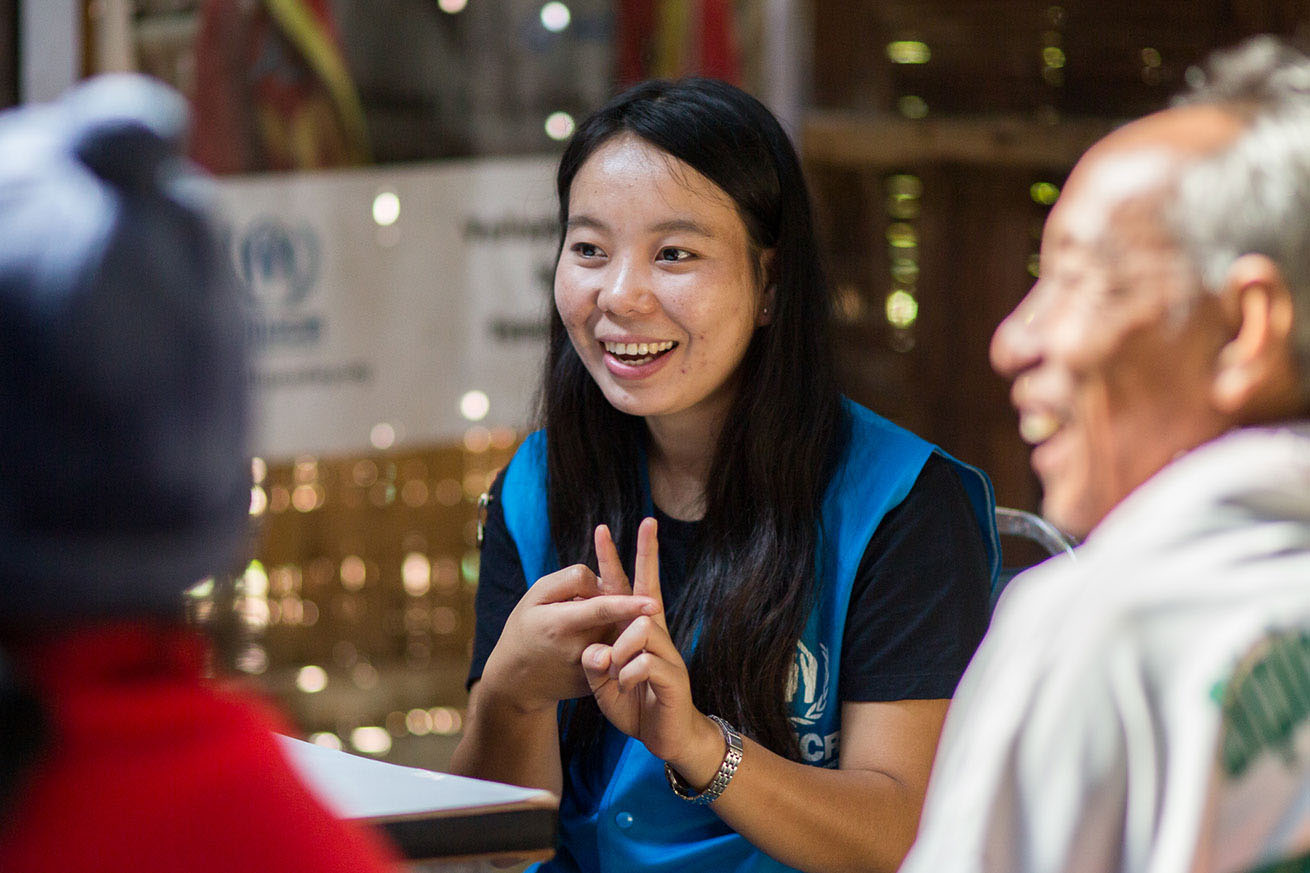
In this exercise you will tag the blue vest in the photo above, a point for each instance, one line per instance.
(621, 815)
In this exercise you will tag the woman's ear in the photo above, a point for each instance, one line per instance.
(1255, 376)
(768, 300)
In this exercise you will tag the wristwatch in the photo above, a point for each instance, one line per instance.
(731, 760)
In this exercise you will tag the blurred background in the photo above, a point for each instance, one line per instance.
(384, 177)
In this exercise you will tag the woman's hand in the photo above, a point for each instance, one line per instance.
(536, 662)
(639, 680)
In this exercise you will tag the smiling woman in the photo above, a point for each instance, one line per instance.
(752, 597)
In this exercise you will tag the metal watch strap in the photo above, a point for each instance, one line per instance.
(731, 760)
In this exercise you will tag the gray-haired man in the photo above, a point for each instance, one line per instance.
(1144, 707)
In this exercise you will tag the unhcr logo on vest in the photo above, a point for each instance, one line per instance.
(807, 695)
(279, 266)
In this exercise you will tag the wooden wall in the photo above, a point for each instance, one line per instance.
(1010, 95)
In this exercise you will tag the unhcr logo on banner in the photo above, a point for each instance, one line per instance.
(279, 266)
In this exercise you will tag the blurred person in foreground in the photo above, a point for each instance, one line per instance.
(1142, 707)
(125, 480)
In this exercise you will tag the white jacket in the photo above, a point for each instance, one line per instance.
(1142, 708)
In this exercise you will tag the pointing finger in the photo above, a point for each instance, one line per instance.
(646, 576)
(612, 577)
(601, 610)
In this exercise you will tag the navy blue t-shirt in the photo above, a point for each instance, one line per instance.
(918, 607)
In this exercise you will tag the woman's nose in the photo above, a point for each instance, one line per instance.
(626, 291)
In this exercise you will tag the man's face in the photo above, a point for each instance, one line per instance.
(1112, 350)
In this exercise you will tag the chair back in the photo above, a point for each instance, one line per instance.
(1032, 528)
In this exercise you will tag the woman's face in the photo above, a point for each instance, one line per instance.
(656, 283)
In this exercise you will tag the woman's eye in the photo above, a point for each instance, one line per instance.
(670, 253)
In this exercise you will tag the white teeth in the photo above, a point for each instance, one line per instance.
(633, 349)
(1038, 426)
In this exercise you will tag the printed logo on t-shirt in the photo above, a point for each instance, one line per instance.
(807, 695)
(807, 684)
(1266, 701)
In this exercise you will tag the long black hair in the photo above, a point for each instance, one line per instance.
(751, 580)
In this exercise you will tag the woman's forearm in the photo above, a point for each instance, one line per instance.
(816, 819)
(505, 743)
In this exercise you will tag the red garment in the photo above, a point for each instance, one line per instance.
(152, 770)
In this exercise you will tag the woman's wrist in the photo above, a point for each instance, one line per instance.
(503, 694)
(700, 759)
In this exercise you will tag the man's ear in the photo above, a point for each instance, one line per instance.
(1255, 376)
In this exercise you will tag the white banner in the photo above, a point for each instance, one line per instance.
(384, 296)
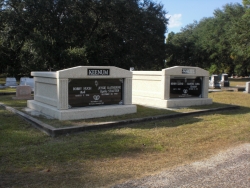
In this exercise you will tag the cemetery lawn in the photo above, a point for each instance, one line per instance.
(102, 158)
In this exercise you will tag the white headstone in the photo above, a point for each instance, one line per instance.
(83, 92)
(10, 82)
(27, 81)
(247, 87)
(23, 92)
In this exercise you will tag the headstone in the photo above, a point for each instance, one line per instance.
(214, 82)
(23, 92)
(172, 87)
(27, 81)
(11, 82)
(224, 80)
(83, 92)
(247, 87)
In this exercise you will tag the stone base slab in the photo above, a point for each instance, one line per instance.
(22, 98)
(83, 112)
(170, 103)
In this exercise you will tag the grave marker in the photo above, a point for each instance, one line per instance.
(172, 87)
(23, 92)
(83, 92)
(11, 82)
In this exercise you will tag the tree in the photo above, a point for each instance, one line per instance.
(57, 34)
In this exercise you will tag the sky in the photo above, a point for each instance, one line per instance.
(184, 12)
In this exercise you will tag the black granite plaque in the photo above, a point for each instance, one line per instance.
(94, 92)
(185, 87)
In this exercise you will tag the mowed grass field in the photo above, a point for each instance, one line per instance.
(102, 158)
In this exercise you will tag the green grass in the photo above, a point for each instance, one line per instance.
(29, 158)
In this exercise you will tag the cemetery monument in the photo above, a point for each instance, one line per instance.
(83, 92)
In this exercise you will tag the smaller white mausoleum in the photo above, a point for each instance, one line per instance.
(178, 86)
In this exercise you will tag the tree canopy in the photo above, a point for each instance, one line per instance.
(39, 35)
(220, 44)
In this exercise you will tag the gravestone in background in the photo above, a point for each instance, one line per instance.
(247, 87)
(214, 82)
(224, 80)
(27, 81)
(23, 92)
(11, 82)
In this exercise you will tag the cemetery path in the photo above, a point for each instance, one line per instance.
(230, 168)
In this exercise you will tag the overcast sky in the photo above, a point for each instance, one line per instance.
(184, 12)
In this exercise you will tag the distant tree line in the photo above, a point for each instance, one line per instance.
(220, 44)
(42, 35)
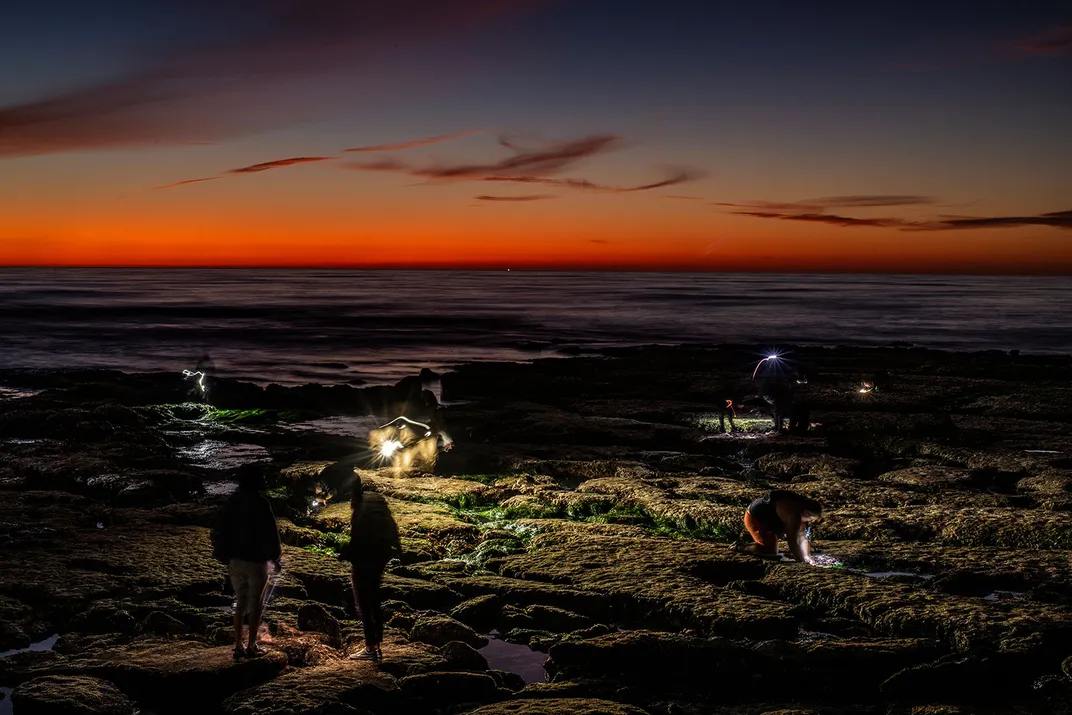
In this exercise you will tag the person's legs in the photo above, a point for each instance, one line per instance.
(240, 581)
(366, 582)
(254, 608)
(375, 604)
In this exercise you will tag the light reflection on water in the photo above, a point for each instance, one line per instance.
(338, 326)
(214, 455)
(45, 644)
(515, 658)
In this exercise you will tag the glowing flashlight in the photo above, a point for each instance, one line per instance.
(201, 378)
(389, 447)
(772, 356)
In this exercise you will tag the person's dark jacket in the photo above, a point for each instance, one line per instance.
(247, 530)
(373, 534)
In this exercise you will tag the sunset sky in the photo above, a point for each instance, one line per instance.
(832, 136)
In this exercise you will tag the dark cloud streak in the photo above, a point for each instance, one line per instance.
(413, 144)
(529, 197)
(1056, 41)
(1053, 220)
(204, 90)
(266, 166)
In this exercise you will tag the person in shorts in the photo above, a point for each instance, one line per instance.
(780, 514)
(247, 539)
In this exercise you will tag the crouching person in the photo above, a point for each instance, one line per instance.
(780, 514)
(247, 538)
(373, 542)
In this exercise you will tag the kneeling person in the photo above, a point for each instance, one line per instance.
(780, 514)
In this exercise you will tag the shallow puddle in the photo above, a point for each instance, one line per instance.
(515, 658)
(346, 426)
(813, 636)
(16, 392)
(220, 488)
(45, 644)
(214, 455)
(890, 575)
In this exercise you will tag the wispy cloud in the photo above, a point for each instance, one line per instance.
(530, 166)
(182, 183)
(279, 163)
(1054, 220)
(680, 176)
(1055, 41)
(414, 144)
(828, 218)
(529, 197)
(253, 168)
(526, 166)
(816, 205)
(534, 162)
(202, 90)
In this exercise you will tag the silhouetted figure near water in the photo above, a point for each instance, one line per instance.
(373, 542)
(775, 381)
(780, 514)
(247, 538)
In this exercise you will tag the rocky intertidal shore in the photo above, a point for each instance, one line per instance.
(568, 554)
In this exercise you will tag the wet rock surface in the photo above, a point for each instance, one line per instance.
(582, 517)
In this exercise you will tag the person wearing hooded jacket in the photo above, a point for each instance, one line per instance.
(246, 537)
(373, 542)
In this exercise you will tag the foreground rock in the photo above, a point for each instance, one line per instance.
(71, 695)
(584, 511)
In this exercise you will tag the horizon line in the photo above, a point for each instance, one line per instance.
(540, 269)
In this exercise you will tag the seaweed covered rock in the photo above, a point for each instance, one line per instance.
(481, 612)
(173, 673)
(442, 629)
(462, 656)
(557, 705)
(437, 689)
(71, 695)
(340, 683)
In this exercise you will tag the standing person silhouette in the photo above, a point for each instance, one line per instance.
(247, 538)
(373, 541)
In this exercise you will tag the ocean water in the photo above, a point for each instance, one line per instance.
(338, 326)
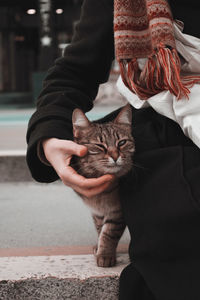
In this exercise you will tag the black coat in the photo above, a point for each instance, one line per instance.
(160, 198)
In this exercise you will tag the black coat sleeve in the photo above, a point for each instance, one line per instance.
(72, 82)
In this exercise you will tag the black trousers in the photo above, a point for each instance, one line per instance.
(161, 205)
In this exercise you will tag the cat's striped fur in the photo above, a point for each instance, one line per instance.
(110, 150)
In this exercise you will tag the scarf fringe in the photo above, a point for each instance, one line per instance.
(161, 72)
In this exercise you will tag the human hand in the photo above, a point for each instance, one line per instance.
(59, 153)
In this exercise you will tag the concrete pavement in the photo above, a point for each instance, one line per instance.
(42, 215)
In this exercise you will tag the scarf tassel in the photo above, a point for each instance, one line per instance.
(161, 72)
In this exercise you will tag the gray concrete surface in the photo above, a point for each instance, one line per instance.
(59, 278)
(40, 215)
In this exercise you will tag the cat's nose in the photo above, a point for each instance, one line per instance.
(113, 153)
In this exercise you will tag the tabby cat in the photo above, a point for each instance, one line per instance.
(110, 150)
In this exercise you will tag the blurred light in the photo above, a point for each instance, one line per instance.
(19, 38)
(31, 11)
(59, 11)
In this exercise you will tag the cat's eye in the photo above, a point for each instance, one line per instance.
(102, 147)
(121, 143)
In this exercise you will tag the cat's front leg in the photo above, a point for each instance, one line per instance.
(109, 236)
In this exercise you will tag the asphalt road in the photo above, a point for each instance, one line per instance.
(40, 215)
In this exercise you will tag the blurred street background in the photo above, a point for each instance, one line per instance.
(33, 34)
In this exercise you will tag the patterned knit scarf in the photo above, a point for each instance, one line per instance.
(144, 29)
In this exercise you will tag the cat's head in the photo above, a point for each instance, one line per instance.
(110, 145)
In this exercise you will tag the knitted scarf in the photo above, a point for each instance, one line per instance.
(144, 29)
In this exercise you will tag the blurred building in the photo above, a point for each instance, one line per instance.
(32, 34)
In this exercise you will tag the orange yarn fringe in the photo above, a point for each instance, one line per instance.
(161, 72)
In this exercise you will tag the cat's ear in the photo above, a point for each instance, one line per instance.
(124, 116)
(79, 121)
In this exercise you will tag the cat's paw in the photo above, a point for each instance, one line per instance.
(105, 261)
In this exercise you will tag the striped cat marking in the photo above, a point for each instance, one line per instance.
(110, 151)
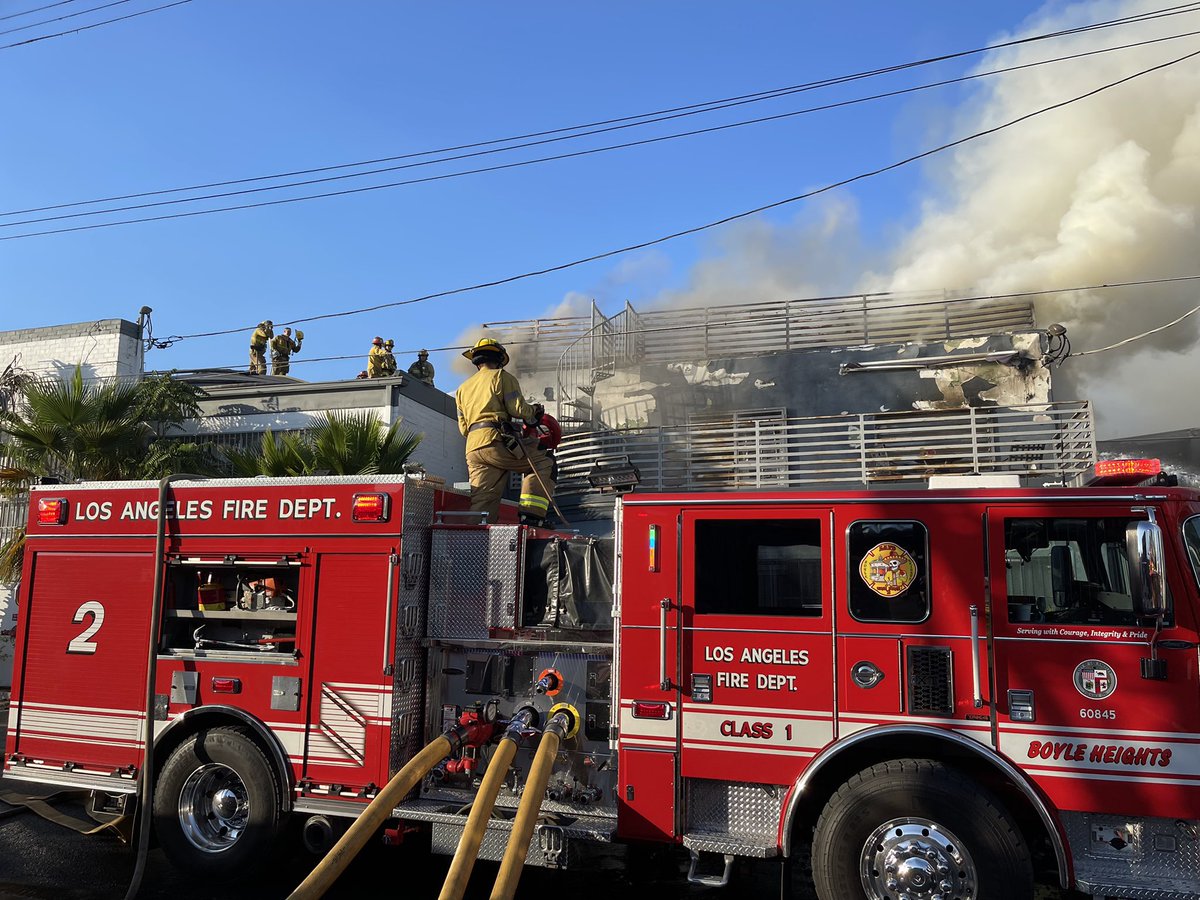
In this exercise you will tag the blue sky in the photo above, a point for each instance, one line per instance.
(216, 90)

#### [Exercise goal]
Take the line that contains "In this exercise you will tag the cat's eye" and every line after it to the end of the records above; quote them exactly, leaving out the pictures.

#### [The output]
In this exercise you will tag the cat's eye in the photo above, a point for each instance, one line per instance.
(102, 147)
(121, 143)
In this exercise you will tag the cat's front leg in the photo above, a point for each instance, one line per instance.
(109, 236)
In this exercise you will tag the asphalt road in the photo above, a point for each instance, one line per instance.
(40, 215)
In this exercise you will tag the blurred street background in the photo above, a point for each instance, one line per instance.
(33, 34)
In this exercise you will tag the patterned knit scarf in the photo above, a point for each instance, one line per instance.
(144, 29)
In this exercise you will tag the cat's head in the photo above, a point for each instance, one line per instance.
(110, 145)
In this exercise you will tag the knitted scarf in the photo above, a point for each instance, one line per instance.
(144, 29)
In this exercise you will tag the blurred building in the photo above, a point for each instance, one line per instance.
(32, 34)
In this exercise you will tag the orange yarn fringe in the photo above, a point for each instance, one line per instance.
(161, 72)
In this exercise you will tag the cat's ear in the photo above, a point for each instance, one line per instance.
(124, 116)
(79, 121)
In this exercise you will tag the cat's paw in the photo above, a point for each instance, one line per instance.
(105, 261)
In this exercise you will tag the striped cat marking in the photo above, a point for each instance, one line per instance.
(110, 151)
In this exercise you will tag the blue sky in the photo above, a point for each instance, one line per instance.
(216, 90)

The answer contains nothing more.